== Petikan Teks ==

A. Pendahuluan
Al-Qur’an sebagai kitab suci dan pedoman hidup manusia memiliki karakteristik yang terbuka untuk ditafsirkan, ini dapat dilihat dalam realitas sejarah penafsiran al-Qur’an sebagi respon umat Islam dalam upaya memahaminya. Pemahaman atasnya tidak pernah berhenti ataupun monoton, tetapi terus berkembang secara dinamis mengikuti pergeseran zaman dan putaran sejarah. Inilah yang menyebabkan munculnya beragam madzhab dan corak dalam penafsiran al-Qur’an.
"Al-Qur’an bagaikan intan, setiap sudutnya memancarkan cahaya yang berbeda dengan apa yang terpancar dari sudut-sudut yang lain, dan tidak mustahil jika anda mempersilahkan orang lain memandangnya, maka ia akan melihat lebih banyak dari pada apa yang anda lihat". Ilustrasi ini menggambarkan kepada kita bahwa al-Qur'an sebagai sebuah teks telah memungkinkan banyak orang untuk melihat makna yang berbeda-beda di dalamnya. Dengan berbagai metodologi yang disuguhkan, para mufassir kerap terlihat mempunyai corak sendiri yang sangat menarik untuk ditelusuri. Dari mulai menafsirkan kata perkata dalam setiap ayat sampai menyambungkannya dengan masalah fikih, politik, ekonomi, tasauf, sastra, kalam, dan lainnya.

== Cuplikan Sumber ==
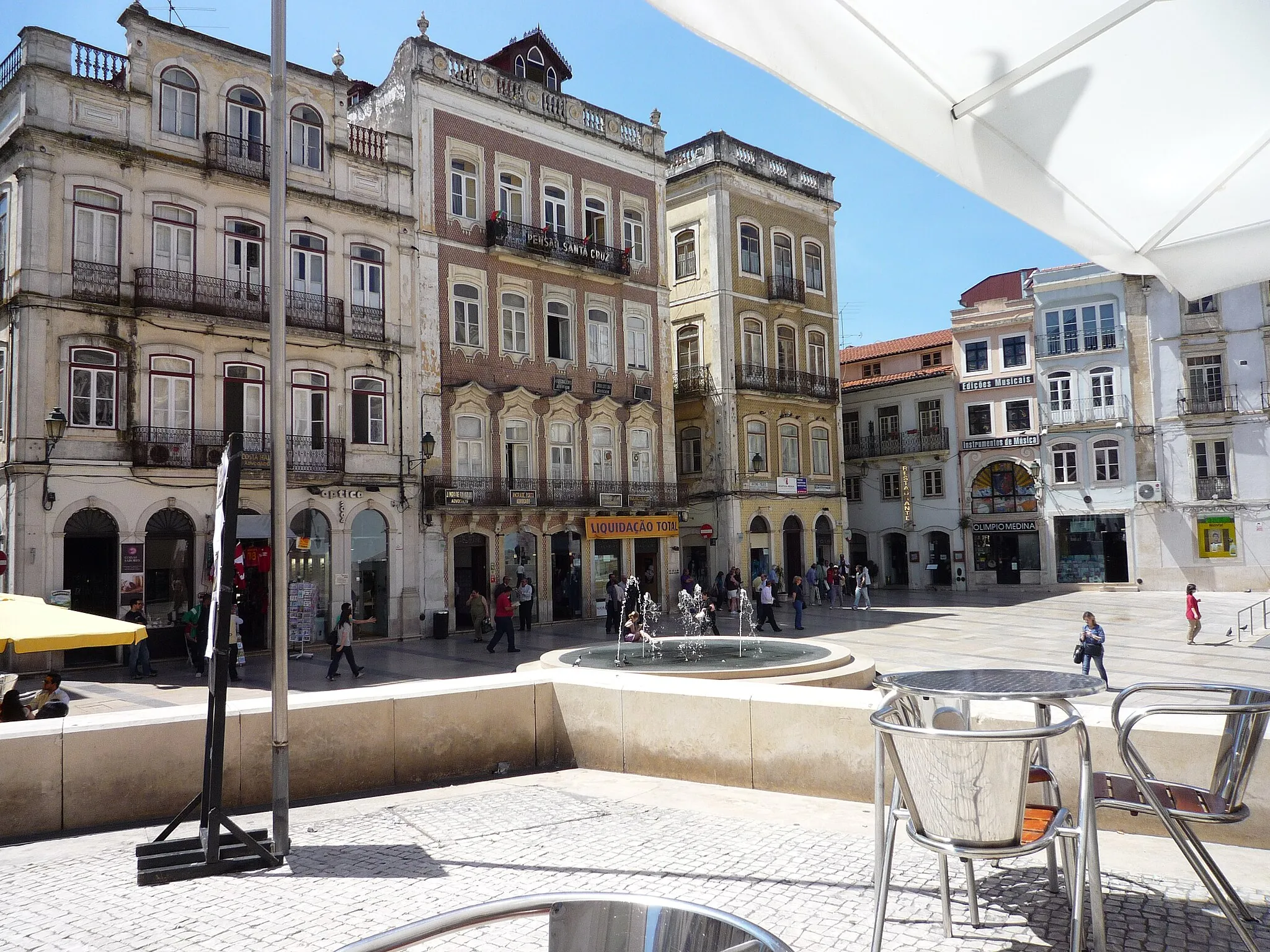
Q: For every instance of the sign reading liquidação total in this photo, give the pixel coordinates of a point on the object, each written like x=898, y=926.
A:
x=633, y=526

== Tugas Latihan ==
(A) Salin dengan persis bagian teks tentang penafsiran al-Qur’an mulai dari kata-kata "A. Pendahuluan" sampai dengan kata-kata "dalam penafsiran al-Qur’an.", dan sertakan kedua bagian itu.
(B) Teruskan teks tentang penafsiran al-Qur’an mulai setelah kalimat terakhirnya.
Materi di atas tidak berkaitan dengan teks tentang penafsiran al-Qur’an.

== Jawaban ==
(A)
A. Pendahuluan
Al-Qur’an sebagai kitab suci dan pedoman hidup manusia memiliki karakteristik yang terbuka untuk ditafsirkan, ini dapat dilihat dalam realitas sejarah penafsiran al-Qur’an sebagi respon umat Islam dalam upaya memahaminya. Pemahaman atasnya tidak pernah berhenti ataupun monoton, tetapi terus berkembang secara dinamis mengikuti pergeseran zaman dan putaran sejarah. Inilah yang menyebabkan munculnya beragam madzhab dan corak dalam penafsiran al-Qur’an.

(B)
Salah satu kitab tafsir karya ulama terdahulu yang bercorak fiqhi adalah tafsir “al-Jami’ li ahkam al-Qur’an” karya al-Qurthubi. Selain itu juga ada kitab tafsir yang bercorak fiqhi, di antaranya adalah kitab “ahkam al-Qur’an” karya al-Jassas dan juga kitab tafsir yang bercorak fiqhi karya Ibnu ‘Arabi. Oleh karena itu, pada makalah ini saya akan mengkaji tentang perbedaan kitab tafsir “al-Jami’ li ahkam al-Qur’an” dengan kedua kitab tafsir itu yang sama bercorak fiqhi. Dan juga menjelaskan tentang biografi pengarang, latar belakang sejarah penulisan, corak, metode, bentuk dan karakteristiknya dari kitab tafsir “al-Jami’ li ahkam al-Qur’an”.
B. Pembahasan
1. Biografi pengarang
Penulis tafsir al-Qurtubi bernama Abu ‘Abd Allah Ibn Ahmad Ibn Abu Bakr Ibnfarh al-Anshari al-Khazraji Syamsy al-Din al-Qurtubi al-Maliki. Ulama besar seorang faqih besar dan mufassir (ahli tafsir al-Qur'an) dari abad ke- 7 H yang terkenal, sebagai hamba Allah yang saleh dan warak. Beliau wafat tahun 671 H di kota Maniyya Ibn Hisab Andalusia. Ia dianggap sebagai salah seorang tokoh yang bermazhab Maliki.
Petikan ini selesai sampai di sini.